Among the records that follow, how many lines include the string "above"? Only the number is wanted.

..........

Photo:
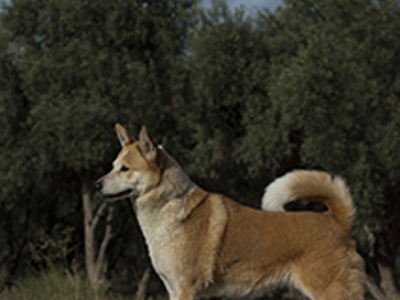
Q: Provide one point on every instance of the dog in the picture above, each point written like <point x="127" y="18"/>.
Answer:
<point x="205" y="245"/>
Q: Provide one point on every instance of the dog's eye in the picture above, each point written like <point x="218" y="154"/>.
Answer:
<point x="124" y="169"/>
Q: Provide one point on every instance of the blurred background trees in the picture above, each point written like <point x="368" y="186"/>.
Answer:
<point x="237" y="98"/>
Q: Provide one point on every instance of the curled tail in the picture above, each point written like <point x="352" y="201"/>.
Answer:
<point x="314" y="186"/>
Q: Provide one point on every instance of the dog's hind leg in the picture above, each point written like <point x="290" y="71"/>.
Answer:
<point x="344" y="281"/>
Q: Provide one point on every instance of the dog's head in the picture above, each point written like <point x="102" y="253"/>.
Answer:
<point x="135" y="170"/>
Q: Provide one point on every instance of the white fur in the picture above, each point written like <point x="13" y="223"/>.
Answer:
<point x="277" y="194"/>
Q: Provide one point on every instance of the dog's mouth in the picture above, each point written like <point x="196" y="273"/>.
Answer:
<point x="123" y="194"/>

..........

#### [Result for this task]
8